(Records from a data collection)
● ● ● ● ● ● ●

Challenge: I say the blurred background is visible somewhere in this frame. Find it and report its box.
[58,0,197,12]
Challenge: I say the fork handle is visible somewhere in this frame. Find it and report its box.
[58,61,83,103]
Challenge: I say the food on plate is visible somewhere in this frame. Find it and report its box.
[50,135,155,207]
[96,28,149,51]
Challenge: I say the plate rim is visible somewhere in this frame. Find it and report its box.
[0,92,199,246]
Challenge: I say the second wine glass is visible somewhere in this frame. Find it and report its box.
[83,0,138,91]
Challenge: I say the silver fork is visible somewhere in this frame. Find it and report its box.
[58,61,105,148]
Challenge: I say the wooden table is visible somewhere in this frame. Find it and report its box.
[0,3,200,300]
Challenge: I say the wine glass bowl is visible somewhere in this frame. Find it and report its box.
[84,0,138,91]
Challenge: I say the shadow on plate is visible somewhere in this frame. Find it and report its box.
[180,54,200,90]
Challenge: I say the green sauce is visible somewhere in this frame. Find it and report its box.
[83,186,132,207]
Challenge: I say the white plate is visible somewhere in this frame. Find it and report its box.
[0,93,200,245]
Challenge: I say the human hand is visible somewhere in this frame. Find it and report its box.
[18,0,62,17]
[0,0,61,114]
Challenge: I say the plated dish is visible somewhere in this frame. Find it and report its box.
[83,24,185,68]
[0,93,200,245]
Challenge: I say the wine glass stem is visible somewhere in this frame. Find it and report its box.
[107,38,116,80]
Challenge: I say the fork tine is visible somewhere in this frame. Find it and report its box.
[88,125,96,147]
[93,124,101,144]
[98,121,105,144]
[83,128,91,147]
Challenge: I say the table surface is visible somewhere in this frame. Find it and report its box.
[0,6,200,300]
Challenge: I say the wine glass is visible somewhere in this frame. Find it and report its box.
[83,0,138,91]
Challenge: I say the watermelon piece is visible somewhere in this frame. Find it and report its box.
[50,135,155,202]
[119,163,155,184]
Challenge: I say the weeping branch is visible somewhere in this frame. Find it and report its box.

● ● ● ● ● ● ●

*What you need to do*
Each line of the material should be echoed exactly.

*Exercise answer*
Challenge: I say the blurred background is visible somewhere in this frame. Find it and report its box.
[58,0,197,12]
Challenge: I say the fork handle is visible somewhere in this frame. Find it and report its box.
[58,61,83,103]
Challenge: I say the food on plate is visible somewhere in this frame. Find it and report its box.
[50,135,155,207]
[96,28,149,51]
Challenge: I say the plate rim is visible somewhere in this frame. Find it and report its box.
[0,92,199,246]
Challenge: I say the second wine glass is visible somewhere in this frame. Find it and report its box.
[83,0,138,91]
Challenge: I say the silver fork is visible somewhere in this frame. Find it and report its box.
[58,61,105,148]
Challenge: I say the wooden table is visible somewhere in this frame. Find it and report its box.
[0,3,200,300]
Challenge: I say the wine glass bowl is visible somewhere in this frame. Find it and report its box.
[84,0,138,91]
Challenge: I say the shadow on plate is visible somewhere in this frame. Find it and report its box.
[180,54,200,90]
Challenge: I say the green sauce is visible somewhere in this frame. Find it and report its box.
[83,186,132,207]
Challenge: I say the white plate is visible somewhere in this frame. Find it and report its box.
[0,93,200,245]
Challenge: I say the human hand is visible somewhere in this frame. Find it and report its box.
[18,0,62,17]
[0,0,61,114]
Challenge: I say the plated dish is visible somewhere in this frame. Find it and report its box.
[83,24,185,68]
[0,93,200,245]
Challenge: I say the wine glass stem is visible somewhere in this frame. Find it and report its box.
[107,38,116,80]
Challenge: I say the fork tine is visible somewhere in this frame. Find it and report its box.
[88,125,96,147]
[93,124,101,144]
[98,121,105,144]
[83,128,91,147]
Challenge: I say the table surface is visible somewhere in this frame. Find it and report its box.
[0,6,200,300]
Challenge: I say the wine glass is visible somewhere in this frame. Find it and report its box.
[83,0,138,91]
Challenge: I say the watermelon piece is visible somewhere in this frame. Find it and report its box.
[50,135,155,202]
[119,163,155,184]
Challenge: I say the weeping branch is visible somewhere in this frame. Find it and report its box.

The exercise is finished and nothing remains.